* [Directive 1]:
Answer these questions using the OCFS2 mailing list post.
(a) What setup is the writer moving all servers to?
(b) Why does the writer call OCFS2 the only solution?
(c) Which two OCFS2 versions does the writer have in the mix?
* [Directive 2]:
Put this sentence from the OCFS2 mailing list post into Spanish: "Also you should not mount the same filesystem with different driver versions."
* [Directive 3]:
Pick up the OCFS2 mailing list post after its last line and keep writing.
-- Passage given start --
[Ocfs2-users] Help ! OCFS2 unstable on Disparate Hardware

Fri Jan 27 12:14:54 PST 2012

Thank you all for your help Sunil, Sergio  ..

I am working to normalize all my servers to 5.7+UEK+Powerpath and will 
test stability once done .

OCFS2 is really my only solution as I need really good throughput, NFS 
just simply does not cut it for what I need it.

I will report on findings once its all on 5.7+UEK

Cheers and Keep up the fine work !

Jorge Adrian Salaices
Sr. Linux Administrator
Tomkins Building Products
(817)776-7822

On 01/27/2012 10:54 AM, Sérgio Surkamp wrote:
> Hello Jorge,
>
>> I have a mixture of 1.4.7 (EL 5.3) and 1.6.3 (EL 5.7 + UEK) and
>> something as simple as an umount has triggered random Node reboots,
>> even on nodes that have Other OCFS2 mounts not shared by the
>> rebooting nodes. You see the problem I have is that I have disparate
>> hardware and some of these servers are even VM's.
> Probably this is the source of your instability, you shouldn't mix
> different versions of the filesystem in the same cluster stack, as it
> *may* have network protocol incompatibility between the versions. Also
> you should not mount the same filesystem with different driver versions.
>
> The nodes that are fencing while not mounting the ocfs2 is probably due
> to any oops inside the o2cb (cluster stack) driver that *could be*
> triggered by the mix of versions and some protocol incompatibility
> between them.
>
>> Several documents state that nodes have to be somewhat equal of power
>> and specs and in my case that will never be.
-- Passage given end --
-- Records shown start --
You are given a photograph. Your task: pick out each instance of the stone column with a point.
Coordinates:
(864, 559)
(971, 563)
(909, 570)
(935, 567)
-- Records shown end --
-- Records shown start --
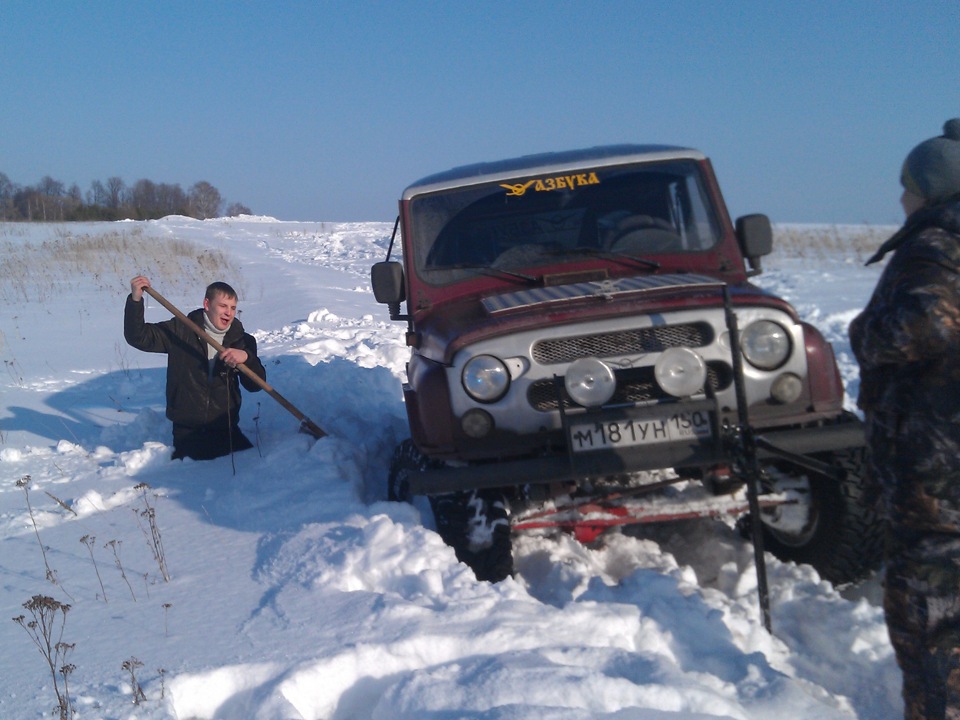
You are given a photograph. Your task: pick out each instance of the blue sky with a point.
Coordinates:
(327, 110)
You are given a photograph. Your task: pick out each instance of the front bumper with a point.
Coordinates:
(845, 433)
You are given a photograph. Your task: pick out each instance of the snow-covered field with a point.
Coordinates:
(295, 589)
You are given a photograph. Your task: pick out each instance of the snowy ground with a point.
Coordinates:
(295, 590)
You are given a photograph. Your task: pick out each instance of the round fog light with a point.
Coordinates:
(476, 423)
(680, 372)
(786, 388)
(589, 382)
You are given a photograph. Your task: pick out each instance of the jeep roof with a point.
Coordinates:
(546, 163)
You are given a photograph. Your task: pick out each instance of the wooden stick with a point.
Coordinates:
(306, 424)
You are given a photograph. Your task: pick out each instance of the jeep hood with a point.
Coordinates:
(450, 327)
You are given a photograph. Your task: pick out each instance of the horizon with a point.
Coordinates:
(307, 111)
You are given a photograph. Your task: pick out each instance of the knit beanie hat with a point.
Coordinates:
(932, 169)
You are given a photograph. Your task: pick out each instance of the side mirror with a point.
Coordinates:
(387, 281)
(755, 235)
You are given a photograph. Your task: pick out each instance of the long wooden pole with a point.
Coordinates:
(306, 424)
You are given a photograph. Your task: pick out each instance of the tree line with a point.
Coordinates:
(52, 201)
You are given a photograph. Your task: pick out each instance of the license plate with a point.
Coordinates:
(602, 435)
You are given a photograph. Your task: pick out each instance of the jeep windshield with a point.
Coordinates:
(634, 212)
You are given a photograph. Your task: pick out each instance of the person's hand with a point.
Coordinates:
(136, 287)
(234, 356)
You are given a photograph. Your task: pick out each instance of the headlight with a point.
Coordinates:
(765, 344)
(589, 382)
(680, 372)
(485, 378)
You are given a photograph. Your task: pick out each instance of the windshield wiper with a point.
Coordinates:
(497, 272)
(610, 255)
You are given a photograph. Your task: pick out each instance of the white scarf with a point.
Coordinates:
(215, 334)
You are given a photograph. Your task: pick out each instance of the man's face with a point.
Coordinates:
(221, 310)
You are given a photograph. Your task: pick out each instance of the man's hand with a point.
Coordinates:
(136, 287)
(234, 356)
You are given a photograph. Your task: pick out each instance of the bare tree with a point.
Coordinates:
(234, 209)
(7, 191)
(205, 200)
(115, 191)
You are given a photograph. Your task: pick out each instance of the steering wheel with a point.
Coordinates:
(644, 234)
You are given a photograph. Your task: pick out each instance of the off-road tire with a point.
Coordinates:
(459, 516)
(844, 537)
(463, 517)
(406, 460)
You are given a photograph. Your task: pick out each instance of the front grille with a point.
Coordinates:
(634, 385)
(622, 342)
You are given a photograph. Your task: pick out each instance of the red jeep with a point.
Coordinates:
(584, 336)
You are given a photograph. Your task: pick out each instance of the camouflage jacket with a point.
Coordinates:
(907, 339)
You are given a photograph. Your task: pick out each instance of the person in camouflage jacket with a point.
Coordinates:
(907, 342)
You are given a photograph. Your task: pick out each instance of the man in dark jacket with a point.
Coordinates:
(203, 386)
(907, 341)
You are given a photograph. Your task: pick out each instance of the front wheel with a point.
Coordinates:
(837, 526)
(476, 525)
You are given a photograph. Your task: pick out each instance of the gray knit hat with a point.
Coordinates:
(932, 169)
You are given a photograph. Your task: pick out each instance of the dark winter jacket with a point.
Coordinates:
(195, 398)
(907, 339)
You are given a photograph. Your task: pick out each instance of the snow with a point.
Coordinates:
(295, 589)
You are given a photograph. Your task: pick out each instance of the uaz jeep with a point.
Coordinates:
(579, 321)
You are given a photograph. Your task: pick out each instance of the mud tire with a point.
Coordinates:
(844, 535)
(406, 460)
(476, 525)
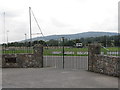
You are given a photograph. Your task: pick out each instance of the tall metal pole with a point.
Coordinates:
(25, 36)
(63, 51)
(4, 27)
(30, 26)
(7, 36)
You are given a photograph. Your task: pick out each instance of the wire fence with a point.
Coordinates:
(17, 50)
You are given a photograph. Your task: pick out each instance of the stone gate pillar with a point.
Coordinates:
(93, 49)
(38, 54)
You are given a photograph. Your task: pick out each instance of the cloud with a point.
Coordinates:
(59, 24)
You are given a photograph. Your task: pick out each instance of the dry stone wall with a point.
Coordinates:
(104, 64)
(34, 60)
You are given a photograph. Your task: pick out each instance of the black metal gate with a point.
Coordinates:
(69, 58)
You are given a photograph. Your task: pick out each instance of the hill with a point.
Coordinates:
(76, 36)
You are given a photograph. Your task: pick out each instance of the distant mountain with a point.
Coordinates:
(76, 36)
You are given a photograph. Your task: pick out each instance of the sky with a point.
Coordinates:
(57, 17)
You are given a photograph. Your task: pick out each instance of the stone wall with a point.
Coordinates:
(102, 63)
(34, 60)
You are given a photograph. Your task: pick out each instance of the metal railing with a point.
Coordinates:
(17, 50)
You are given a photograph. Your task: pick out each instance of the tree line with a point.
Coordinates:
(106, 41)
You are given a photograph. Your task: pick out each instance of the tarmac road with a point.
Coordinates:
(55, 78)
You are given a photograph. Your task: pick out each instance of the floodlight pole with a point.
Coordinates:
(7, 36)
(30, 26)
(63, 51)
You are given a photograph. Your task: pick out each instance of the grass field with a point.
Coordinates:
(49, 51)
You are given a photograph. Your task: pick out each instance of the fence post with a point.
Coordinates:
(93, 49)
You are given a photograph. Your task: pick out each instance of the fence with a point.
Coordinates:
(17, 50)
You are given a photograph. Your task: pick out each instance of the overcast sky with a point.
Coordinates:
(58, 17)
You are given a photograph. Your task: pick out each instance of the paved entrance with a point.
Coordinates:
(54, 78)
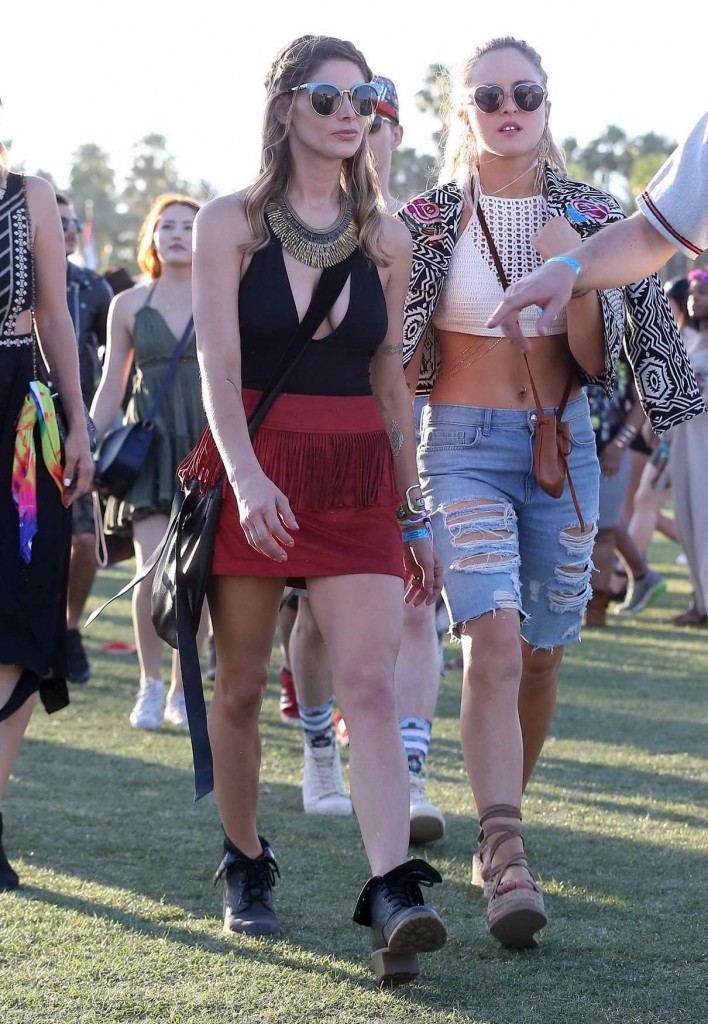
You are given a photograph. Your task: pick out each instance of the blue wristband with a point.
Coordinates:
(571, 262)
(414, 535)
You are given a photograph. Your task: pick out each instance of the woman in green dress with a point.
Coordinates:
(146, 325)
-- Records shown end --
-- Records shown start --
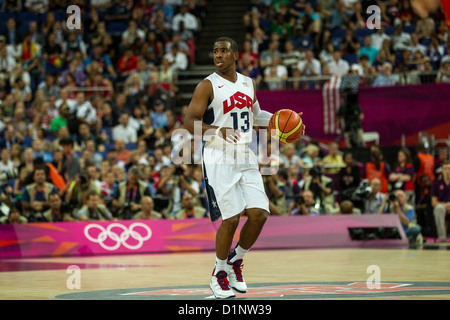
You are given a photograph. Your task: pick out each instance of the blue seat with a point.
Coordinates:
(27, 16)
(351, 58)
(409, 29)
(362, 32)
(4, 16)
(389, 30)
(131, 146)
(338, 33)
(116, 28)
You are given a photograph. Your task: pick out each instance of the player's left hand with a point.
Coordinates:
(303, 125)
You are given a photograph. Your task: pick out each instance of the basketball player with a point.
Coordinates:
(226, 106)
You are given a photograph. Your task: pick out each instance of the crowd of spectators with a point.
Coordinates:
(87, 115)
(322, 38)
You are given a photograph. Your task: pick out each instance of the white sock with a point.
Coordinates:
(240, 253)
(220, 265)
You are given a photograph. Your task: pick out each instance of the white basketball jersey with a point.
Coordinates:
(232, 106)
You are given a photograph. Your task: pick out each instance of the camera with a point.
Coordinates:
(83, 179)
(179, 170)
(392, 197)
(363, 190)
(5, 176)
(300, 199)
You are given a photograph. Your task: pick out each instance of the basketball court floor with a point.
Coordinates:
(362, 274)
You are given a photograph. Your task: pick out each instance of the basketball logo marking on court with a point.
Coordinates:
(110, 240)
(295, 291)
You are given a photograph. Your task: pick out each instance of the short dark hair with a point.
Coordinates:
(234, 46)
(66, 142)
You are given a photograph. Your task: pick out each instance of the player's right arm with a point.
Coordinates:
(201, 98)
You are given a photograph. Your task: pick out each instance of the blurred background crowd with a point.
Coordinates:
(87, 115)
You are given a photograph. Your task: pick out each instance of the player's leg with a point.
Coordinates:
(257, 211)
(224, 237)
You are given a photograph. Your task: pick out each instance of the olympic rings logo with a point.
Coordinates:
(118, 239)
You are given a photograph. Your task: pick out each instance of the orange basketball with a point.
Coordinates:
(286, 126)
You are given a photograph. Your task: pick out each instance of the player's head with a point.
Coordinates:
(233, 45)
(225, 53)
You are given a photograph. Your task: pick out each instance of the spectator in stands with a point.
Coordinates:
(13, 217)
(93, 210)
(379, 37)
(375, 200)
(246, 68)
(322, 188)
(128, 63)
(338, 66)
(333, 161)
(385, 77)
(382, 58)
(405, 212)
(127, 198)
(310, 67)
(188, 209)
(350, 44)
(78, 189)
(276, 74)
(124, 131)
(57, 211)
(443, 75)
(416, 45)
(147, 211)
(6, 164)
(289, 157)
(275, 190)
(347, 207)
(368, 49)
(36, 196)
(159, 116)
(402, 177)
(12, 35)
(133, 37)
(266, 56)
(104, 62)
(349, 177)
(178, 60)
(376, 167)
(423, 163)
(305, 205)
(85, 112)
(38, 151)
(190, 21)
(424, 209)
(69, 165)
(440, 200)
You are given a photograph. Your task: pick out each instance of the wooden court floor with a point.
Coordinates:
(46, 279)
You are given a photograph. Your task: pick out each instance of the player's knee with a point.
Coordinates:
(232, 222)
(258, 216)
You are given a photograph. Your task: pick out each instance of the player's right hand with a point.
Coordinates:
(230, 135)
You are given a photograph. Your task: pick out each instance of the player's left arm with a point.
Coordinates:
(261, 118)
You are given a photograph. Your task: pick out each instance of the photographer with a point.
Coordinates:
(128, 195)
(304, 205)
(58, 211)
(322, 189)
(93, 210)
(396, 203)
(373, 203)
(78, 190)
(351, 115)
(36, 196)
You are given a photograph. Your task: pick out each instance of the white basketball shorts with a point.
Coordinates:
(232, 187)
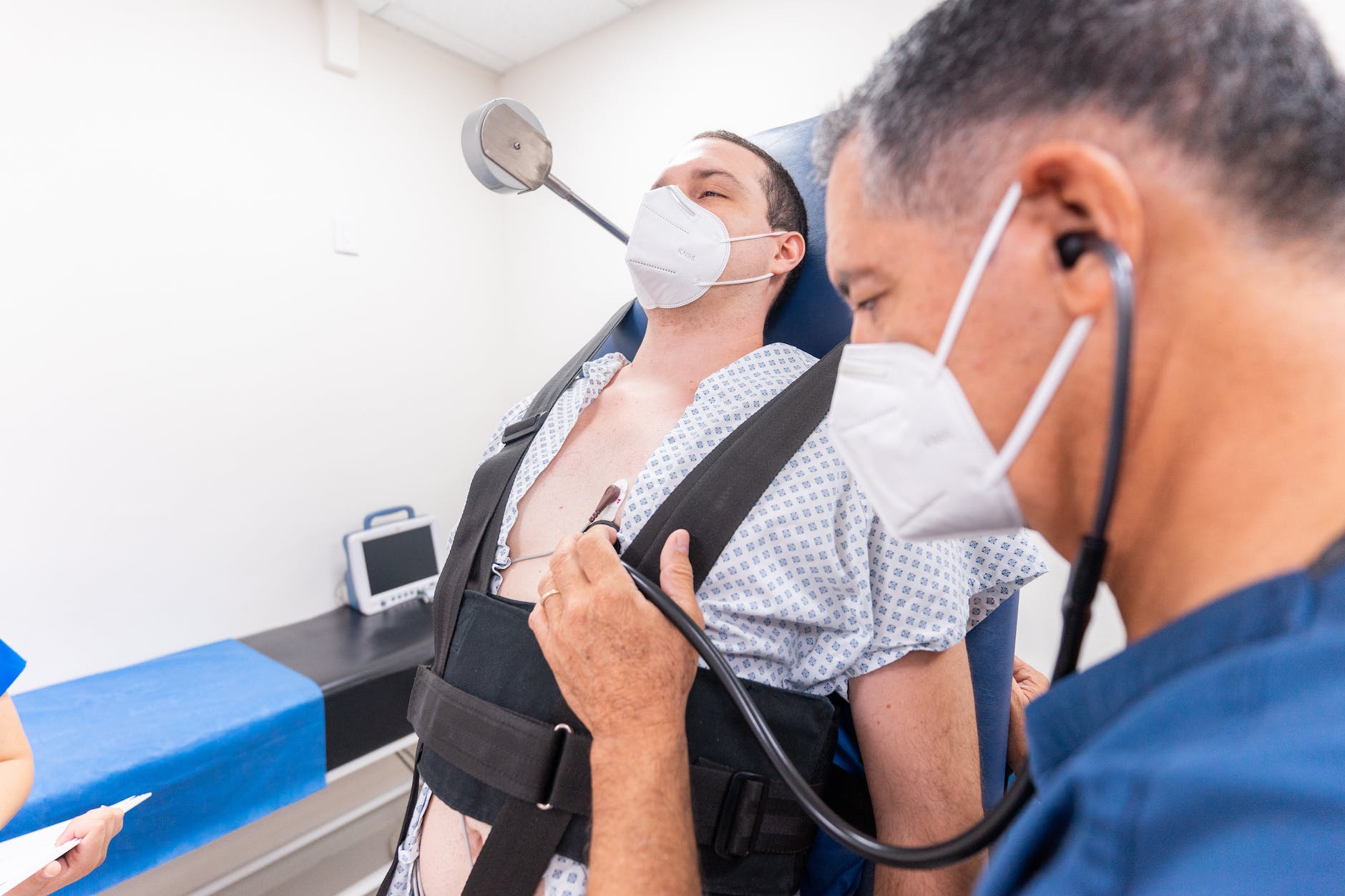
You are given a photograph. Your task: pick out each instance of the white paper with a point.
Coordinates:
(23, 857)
-- Records shown end --
* [Exercise output 1]:
(a) 5.7+UEK+Powerpath.
(b) The writer needs really good throughput, and NFS does not cut it.
(c) 1.4.7 (EL 5.3) and 1.6.3 (EL 5.7 + UEK).

* [Exercise output 2]:
Además, no deberías montar el mismo sistema de archivos con distintas versiones del controlador.

* [Exercise output 3]:
>> Unfortunately for me, I have had several other events of random
>> Fencing that have been unexplained by common checks.
>> i.e. My Network has never been the problem yet one server may see
>> another one go away when all of the other services on that node may
>> be running perfectly fine. I can only surmise that the reason why
>> that may have been is because of an elevated load on the server that
>> starved the Heartbeat process preventing it from sending Network
>> packets to other nodes.
>>
>> My config has about 40 Nodes on it, I have 4 or 5 different shared
>> LUNs out of our SAN and not all servers share all Mounts.
>> meaning  only 10 or 12 share one LUN, 8 or 9 share another and 2 or 3
>> share a third, unfortunately the complexity is such that a server may
>> intersect with some of the servers but not all.
>> perhaps a change in my config to create separate clusters may be the
>> solution but only if a node can be part of multiple clusters:
>>
>> /node:
>>           ip_port = 7777
>>           ip_address = 172.20.16.151
>>           number = 1
>>           name = txri-oprdracdb-1.tomkinsbp.com
>>           cluster = ocfs2-back
>>
>> node:
>>           ip_port = 7777
>>           ip_address = 172.20.16.152
>>           number = 2
>>           name = txri-oprdracdb-2.tomkinsbp.com
>>           cluster = ocfs2-back
>>
>> node:
>>           ip_port = 7777
>>           ip_address = 10.30.12.172
>>           number = 4
>>           name = txri-util01.tomkinsbp.com
>>           cluster = ocfs2-util, ocfs2-back
>> node:
>>           ip_port = 7777
>>           ip_address = 10.30.12.94
>>           number = 5
>>           name = txri-util02.tomkinsbp.com
>>           cluster = ocfs2-util, ocfs2-back
>>
>> cluster:
>>           node_count = 2
>>           name = ocfs2-back
>>
>> cluster:
>>           node_count = 2
>>           name = ocfs2-util
>> /
>> Is this even Legal, or can it be done some other way ?
>> or is this done based on the Different DOMAINS that are created once
>> a mount is done .
> Isn't possible. The cluster part does not support the definition of
> more than one cluster. Take a look at the list archives if you are
> interested in why there could not be more than one definition.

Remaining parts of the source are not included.